## Document segment:
= Beginning of Section =

China’s coronavirus lockdown has given rise to a legion of new digital stars. And they’re all…construction vehicles?

The respiratory illness has sickened nearly 10,000 and killed 213, and with cases presenting in all areas of China, transportation across the country has been suspended, and people have been urged to isolate themselves in their homes to prevent further spread. Stuck there, they’ve been keeping themselves busy by tuning in to digital livestreams–which, obviously, isn’t so unusual. What is unusual is the subjects of these livestreams: two currently-under-construction hospitals, and the people and vehicles building them.

The BBC, which first noticed the trend, reports that more than 40 million people have watched the real-time livestreams, which are hosted by China’s official CCTV broadcaster.

Livestreams have also been ported to YouTube and Periscope. One showing Huoshenshan Hospital’s construction was streamed on YouTube Jan. 29 by government-owned New China TV, and amassed 771,000 viewers while airing. (A post-air version of the livestream is not available.)

These livestreams, which are one-angle and involve not much more than the slow movement of workers and vehicles, may seem boring compared to content from creators who livestream themselves scaling buidlings, consuming mass amounts of food, or playing high-energy video games–but sometimes people like when nothing much happens. There are plenty of low-key, chillout video trends, like ASMR and study with me.

Also, the growing hospital campuses may be the streams’ focus, but it’s not necessarily viewers’. A quickly established, very dedicated fanbase on Chinese social media has christened itself “the online overseers,” and similarly dubs recognizable construction vehicles with affectionate monikers like The Cement King, Big White Rabbit, Brother Red Bull, and Song Huizong (after the eighth emperor of China’s Song dynasty). Fans search for them in the livestreams the way football fans might pick out their favorite player during the Super Bowl.

Viewers’ favorite vehicles, per BBC, are the universal tiny yellow forklifts, which have been named “folkchan.” Social site Weibo is filled with fanart of the vehicles, praised by users as “the cutest and most hardworking little forklifts” and “the loveliest little world guardians.”

One of many fanworks:

obtained by the BBC

For now, the livestreams remain accessible, but both hospitals (located in Wuhan, the coronavirus’ origin city) are scheduled to be completed and open within the first week of February–so fans may only have a few more days with their industrious new icons.

= End of Section =

## Work task A:
From the article on the hospital construction livestreams, give again the stretch from "The BBC, which" through "is not available.)".
## Work task B:
In the article on the hospital construction livestreams, rewrite the paragraph that begins "Also, the growing hospital campuses" as a shorter list that keeps its main facts.

## Information shown:
= Beginning of Section =

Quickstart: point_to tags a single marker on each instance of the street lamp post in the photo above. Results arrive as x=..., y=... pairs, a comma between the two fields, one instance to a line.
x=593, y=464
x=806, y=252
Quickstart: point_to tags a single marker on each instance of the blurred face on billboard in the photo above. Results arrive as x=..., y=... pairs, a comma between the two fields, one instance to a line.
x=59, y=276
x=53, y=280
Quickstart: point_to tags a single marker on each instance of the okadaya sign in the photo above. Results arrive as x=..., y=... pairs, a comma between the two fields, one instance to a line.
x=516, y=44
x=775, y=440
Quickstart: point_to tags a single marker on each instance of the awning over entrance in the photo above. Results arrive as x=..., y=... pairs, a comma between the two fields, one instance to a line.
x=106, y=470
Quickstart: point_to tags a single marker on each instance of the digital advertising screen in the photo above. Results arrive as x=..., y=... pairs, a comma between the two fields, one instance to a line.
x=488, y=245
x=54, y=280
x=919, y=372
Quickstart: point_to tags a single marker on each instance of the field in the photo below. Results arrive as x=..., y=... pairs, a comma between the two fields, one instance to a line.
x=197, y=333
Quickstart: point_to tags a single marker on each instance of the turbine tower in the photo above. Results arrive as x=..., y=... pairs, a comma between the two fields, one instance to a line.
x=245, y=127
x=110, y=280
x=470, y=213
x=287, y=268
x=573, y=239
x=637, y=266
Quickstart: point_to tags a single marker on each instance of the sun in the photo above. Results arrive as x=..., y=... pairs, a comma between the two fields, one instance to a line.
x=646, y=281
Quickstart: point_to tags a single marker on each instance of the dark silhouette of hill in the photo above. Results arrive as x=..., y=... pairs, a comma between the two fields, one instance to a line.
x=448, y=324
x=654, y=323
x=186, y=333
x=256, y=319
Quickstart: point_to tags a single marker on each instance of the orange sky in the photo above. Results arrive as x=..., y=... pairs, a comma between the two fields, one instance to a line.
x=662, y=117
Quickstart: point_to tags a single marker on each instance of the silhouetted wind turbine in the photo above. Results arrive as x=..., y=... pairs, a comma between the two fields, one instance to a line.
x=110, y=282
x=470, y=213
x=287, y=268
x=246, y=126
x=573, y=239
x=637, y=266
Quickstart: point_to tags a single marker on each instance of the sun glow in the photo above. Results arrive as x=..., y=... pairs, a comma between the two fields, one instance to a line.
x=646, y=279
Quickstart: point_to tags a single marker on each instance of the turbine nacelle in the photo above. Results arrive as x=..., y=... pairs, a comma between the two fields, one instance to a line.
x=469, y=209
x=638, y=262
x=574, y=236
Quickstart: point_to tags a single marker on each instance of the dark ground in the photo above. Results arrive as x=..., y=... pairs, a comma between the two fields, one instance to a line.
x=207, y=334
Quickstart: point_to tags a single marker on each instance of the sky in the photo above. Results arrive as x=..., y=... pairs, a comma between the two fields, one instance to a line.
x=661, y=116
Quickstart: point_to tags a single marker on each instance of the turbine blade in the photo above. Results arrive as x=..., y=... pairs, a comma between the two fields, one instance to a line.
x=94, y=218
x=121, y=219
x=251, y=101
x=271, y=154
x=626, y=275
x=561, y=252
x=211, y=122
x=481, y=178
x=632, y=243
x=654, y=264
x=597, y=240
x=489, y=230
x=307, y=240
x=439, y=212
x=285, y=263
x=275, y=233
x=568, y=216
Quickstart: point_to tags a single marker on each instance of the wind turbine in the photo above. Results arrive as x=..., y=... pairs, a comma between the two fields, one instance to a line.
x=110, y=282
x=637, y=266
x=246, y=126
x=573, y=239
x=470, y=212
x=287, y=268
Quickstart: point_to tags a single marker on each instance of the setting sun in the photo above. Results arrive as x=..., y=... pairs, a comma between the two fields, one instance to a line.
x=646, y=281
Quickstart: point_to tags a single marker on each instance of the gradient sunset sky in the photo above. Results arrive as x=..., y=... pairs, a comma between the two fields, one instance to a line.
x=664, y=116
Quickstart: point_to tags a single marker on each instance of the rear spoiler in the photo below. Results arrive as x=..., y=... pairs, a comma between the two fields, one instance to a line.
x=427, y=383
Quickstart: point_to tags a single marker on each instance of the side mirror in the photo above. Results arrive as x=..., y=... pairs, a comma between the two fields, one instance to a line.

= End of Section =

## Task answer A:
The BBC, which first noticed the trend, reports that more than 40 million people have watched the real-time livestreams, which are hosted by China’s official CCTV broadcaster.

Livestreams have also been ported to YouTube and Periscope. One showing Huoshenshan Hospital’s construction was streamed on YouTube Jan. 29 by government-owned New China TV, and amassed 771,000 viewers while airing. (A post-air version of the livestream is not available.)

## Task answer B:
- The streams show the hospital campuses, but viewers are not necessarily watching those.
- A dedicated fanbase on Chinese social media calls itself "the online overseers."
- Fans give recognizable vehicles nicknames such as The Cement King, Big White Rabbit, Brother Red Bull, and Song Huizong, after the eighth emperor of China's Song dynasty.
- Fans look for these vehicles in the streams the way football fans pick out a favorite player during the Super Bowl.